PASSAGE GIVEN ::
╔══
Bucket List

This past summer, our cabin neighbor, Ernie, was showing us a beautiful new John Deere tractor he had just purchased. It came with four-wheel drive, a full cab, a front-end loader, and a grader – pretty cool. I like tractors. Growing up on a farm, I was driving our tractor by the time I was eight years old, but it was an ancient one with worn paint, a metal seat, and missing cowl parts. Watching Ernie show us around his shiny new John Deere had me a touch envious, but it’s not for the reasons you may be thinking.
Ernie happens to be 95 years old – a young 95. His positive outlook on the years to come had me reevaluating my sometimes-silly worries. Am I living for the day and looking forward to the future? Or am I looking for a safe place to park my car at the end of the road, so to speak? All this got me thinking, which admittedly, isn’t always a good thing. I can almost hear my wife lament, “Oh, no. You’re not thinking again, are you? You won’t try dusting the house with the leaf blower again, will you?” I suspect Einstein didn’t have to put up with such, but I digress.
As I was saying, Ernie’s outlook got me thinking of other folks who, in later years, continue with their work, hobbies, or dreams with little concession to age. A television report a while back featured a fellow who worked for seventy years selling shoes and was still doing so. His occupation and the people he met were his life passion. How fortunate he is. Retirement for my friend, Jeanne O’Melia, has included jumping off tall cliffs on Namakan Lake, creating works of art, dancing, volunteering, or boating about on the lake with her husband, Dave, to watch sunsets. A CBS report this spring featured a couple of women living near the century mark who achieved items on their bucket lists – one by driving a NASCAR race car at 130 mph and the other by jumping out of a perfectly operating airplane to ski-dive.
╚══
(Dataset records)
╔══
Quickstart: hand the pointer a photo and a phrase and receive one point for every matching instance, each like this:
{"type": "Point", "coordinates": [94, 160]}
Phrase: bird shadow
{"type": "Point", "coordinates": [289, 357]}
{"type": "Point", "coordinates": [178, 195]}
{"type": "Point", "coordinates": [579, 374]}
╚══
REQUIRED TASK A :: Reproduce every line of the dataset records, including the requests. Multiply each point coordinate in the answers by 1.25 and round to whole numbers, with halves going up, but leave the numbers in the requests and in their format sample unchanged.
REQUIRED TASK B :: Carry on the essay about bucket lists and people who stay active late in life, starting after its last sentence.

OUTPUT A ::
Quickstart: hand the pointer a photo and a phrase and receive one point for every matching instance, each like this:
{"type": "Point", "coordinates": [94, 160]}
Phrase: bird shadow
{"type": "Point", "coordinates": [361, 446]}
{"type": "Point", "coordinates": [223, 244]}
{"type": "Point", "coordinates": [724, 468]}

OUTPUT B ::
I once had an appetite for daring things, including skydiving, but fortunately, I got over it. It wasn’t difficult. Like Jeanne, I too jumped off a 30-foot cliff on Namakan Lake. It wasn’t a bucket list thing, but it quenched any thirst I had for being a daredevil. I don’t have a bucket list, actually, but if I did, it wouldn’t have much of a wow factor. I’d rather read a book on a beach than surf a ten-foot curl. I’d rather take a relaxing sauna than an ice-bucket challenge. I’d rather look at the Grand Canyon than hike it. I even got rather excited a couple of years ago when we bought a new recliner from Northern Comfort Company. The thing still trips my trigger.
A point to be made of all this is that one should enjoy, that is, truly appreciate our time on this earth whether it be selling shoes, a comfortable chair, a death-defying jump, or buying a tractor. Certainly, worry has its place, but appreciation is a powerful force to combat it. I’m with Ernie.
Leo is retired and lives in rural Cook with his wife, Lindy. He is the author of three books, She Won’t Mow the Daisies, The Cabin Experience, and Life Over Easy. Leo can be contacted by email at llwilenius@gmail.com.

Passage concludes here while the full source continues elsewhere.